CLeGR-Reasoning systematically covers filtering, aggregation, path reasoning, and topology tasks, each requiring multi-step inference that blends property lookup with logical graph traversal. The synthetic nature of the graphs eliminates pre-training confounds, ensuring that models cannot rely on memorized knowledge.
Empirical Evaluation of GLMs on CLeGR
The evaluation of representative GLM architectures (TEA-GLM, GraphToken, G-Retriever) and soft-prompted LLM baselines on CLeGR reveals several critical findings:
Figure 5: Zero-shot generalization from subway to computer network domains shows no transfer benefit for GLMs over soft-prompted approaches.
These results challenge the architectural necessity of incorporating graph structure into LLMs for multimodal reasoning, as current GLMs revert to unimodal textual processing even when provided with explicit structural information.
Representation Analysis via CKA
To further investigate the underlying cause of performance parity, the paper employs Centered Kernel Alignment (CKA) to measure representational overlap between GLMs and soft-prompted LLMs. The analysis shows that semantically-sufficient datasets and CLeGR tasks maintain high CKA across all layers, indicating near-identical internal representations. Structurally-sufficient datasets diverge in mid layers, aligning with the observed failure of soft-prompted baselines.

**Records shown:**
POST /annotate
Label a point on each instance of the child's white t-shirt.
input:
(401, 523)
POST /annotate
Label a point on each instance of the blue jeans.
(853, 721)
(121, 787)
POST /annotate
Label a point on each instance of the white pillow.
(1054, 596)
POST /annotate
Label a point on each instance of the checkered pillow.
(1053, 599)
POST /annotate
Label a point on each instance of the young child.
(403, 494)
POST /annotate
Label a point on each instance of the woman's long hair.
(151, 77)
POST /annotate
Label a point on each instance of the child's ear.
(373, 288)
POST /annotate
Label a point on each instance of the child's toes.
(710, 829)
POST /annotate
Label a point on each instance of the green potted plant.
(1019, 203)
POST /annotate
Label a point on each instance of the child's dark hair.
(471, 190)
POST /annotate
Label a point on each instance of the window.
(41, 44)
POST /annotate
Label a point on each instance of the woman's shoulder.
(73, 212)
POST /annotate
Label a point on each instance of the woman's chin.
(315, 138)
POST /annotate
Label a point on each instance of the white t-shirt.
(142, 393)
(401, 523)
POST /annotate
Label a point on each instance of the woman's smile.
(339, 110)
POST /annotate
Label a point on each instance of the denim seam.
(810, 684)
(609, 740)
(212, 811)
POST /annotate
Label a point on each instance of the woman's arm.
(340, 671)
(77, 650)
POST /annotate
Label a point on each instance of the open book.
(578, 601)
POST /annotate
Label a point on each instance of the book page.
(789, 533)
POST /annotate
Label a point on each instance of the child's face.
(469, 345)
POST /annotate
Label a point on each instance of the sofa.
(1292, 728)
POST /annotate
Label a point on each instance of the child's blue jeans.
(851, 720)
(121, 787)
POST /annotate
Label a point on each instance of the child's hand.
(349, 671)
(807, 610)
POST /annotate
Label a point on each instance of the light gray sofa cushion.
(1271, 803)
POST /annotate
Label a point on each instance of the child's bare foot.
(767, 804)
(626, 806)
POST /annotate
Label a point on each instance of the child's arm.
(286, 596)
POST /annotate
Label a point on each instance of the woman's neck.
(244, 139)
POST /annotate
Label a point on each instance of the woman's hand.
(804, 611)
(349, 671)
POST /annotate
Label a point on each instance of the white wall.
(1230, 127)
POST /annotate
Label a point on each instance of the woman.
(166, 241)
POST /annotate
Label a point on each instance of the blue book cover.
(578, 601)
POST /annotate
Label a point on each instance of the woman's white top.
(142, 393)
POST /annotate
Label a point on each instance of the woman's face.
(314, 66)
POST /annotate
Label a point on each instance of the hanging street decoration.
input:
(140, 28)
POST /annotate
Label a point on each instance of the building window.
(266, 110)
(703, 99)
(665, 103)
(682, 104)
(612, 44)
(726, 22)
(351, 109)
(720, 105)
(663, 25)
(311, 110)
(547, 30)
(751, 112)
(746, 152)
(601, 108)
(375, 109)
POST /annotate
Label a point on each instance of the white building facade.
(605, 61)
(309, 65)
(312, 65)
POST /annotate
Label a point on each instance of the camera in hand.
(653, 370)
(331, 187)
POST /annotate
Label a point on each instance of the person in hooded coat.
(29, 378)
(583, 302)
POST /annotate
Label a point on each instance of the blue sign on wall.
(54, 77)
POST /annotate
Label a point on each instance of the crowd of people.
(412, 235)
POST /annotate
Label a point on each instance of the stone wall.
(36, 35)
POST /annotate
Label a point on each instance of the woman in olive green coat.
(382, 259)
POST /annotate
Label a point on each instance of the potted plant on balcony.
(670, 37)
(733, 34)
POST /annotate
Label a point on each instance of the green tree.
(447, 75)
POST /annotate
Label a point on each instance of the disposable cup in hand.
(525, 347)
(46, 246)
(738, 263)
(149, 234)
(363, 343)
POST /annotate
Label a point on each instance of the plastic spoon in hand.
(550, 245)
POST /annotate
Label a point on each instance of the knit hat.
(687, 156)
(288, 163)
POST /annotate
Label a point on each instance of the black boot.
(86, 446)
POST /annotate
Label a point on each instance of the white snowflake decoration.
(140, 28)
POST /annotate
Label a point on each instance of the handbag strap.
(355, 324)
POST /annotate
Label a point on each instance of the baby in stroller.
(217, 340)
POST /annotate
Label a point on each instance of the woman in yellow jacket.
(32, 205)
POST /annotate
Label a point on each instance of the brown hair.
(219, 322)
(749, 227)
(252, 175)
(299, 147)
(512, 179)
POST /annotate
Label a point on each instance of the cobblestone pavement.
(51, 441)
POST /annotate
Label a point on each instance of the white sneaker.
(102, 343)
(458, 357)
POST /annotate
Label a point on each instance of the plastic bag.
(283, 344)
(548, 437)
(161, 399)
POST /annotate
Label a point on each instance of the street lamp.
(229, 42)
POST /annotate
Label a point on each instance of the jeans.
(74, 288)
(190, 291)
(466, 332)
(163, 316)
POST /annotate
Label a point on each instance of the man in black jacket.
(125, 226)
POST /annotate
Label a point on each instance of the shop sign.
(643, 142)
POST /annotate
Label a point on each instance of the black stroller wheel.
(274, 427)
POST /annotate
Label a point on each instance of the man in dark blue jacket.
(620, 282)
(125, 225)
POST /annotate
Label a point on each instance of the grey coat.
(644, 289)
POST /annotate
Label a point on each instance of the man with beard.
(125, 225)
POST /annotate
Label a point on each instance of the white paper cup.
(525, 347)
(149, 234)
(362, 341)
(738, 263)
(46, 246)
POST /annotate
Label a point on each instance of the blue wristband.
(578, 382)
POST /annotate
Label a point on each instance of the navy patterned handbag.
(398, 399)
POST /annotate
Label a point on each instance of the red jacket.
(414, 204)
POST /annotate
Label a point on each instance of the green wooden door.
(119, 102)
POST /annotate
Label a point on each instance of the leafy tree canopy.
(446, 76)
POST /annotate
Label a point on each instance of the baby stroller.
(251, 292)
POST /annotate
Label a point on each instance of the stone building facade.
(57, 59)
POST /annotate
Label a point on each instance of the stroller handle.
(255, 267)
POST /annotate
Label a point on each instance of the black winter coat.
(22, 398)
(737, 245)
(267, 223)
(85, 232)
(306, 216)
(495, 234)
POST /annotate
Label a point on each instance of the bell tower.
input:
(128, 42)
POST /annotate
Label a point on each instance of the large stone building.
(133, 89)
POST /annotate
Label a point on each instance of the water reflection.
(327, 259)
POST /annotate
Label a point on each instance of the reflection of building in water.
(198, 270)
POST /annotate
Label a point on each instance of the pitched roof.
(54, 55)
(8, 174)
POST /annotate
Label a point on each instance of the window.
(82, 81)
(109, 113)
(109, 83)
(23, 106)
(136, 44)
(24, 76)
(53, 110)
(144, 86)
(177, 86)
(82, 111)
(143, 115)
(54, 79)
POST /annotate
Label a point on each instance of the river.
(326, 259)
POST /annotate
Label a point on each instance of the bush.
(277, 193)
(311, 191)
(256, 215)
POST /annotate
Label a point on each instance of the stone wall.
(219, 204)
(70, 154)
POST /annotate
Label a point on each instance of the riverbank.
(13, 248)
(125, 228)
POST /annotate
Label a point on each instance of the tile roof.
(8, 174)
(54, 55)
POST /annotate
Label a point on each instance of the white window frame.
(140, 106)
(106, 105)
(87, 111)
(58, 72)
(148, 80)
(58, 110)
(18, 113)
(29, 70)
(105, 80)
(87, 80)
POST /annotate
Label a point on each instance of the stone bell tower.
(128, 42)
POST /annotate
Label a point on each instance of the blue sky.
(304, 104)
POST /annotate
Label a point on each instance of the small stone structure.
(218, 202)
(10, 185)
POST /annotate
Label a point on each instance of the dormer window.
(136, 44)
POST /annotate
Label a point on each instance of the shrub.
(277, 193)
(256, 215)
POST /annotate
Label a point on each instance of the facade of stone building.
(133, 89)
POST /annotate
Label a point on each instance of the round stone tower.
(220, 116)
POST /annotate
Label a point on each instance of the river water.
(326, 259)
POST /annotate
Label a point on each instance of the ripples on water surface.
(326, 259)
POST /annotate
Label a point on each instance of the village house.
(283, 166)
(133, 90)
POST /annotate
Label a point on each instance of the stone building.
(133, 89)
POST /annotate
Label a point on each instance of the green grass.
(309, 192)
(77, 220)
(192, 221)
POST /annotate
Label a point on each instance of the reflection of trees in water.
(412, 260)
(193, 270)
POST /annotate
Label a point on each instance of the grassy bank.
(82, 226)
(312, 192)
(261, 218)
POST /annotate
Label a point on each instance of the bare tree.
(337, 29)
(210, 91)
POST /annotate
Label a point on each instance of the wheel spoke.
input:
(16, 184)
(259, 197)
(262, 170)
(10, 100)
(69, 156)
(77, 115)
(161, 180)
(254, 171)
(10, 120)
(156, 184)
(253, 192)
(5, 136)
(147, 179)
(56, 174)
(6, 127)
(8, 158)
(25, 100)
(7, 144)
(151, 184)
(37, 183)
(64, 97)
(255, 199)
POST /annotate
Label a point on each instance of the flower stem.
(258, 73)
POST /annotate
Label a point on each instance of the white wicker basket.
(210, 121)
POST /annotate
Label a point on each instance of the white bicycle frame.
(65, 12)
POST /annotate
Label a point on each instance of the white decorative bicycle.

**Problems to solve:**
[1] Write out the passage on graph language models from "Empirical Evaluation of" to "explicit structural information.".
[2] Which task categories does CLeGR-Reasoning cover, according to the passage on graph language models?

**Set of answers:**
[1]
Empirical Evaluation of GLMs on CLeGR
The evaluation of representative GLM architectures (TEA-GLM, GraphToken, G-Retriever) and soft-prompted LLM baselines on CLeGR reveals several critical findings:
Figure 5: Zero-shot generalization from subway to computer network domains shows no transfer benefit for GLMs over soft-prompted approaches.
These results challenge the architectural necessity of incorporating graph structure into LLMs for multimodal reasoning, as current GLMs revert to unimodal textual processing even when provided with explicit structural information.

[2] Filtering, aggregation, path reasoning, and topology.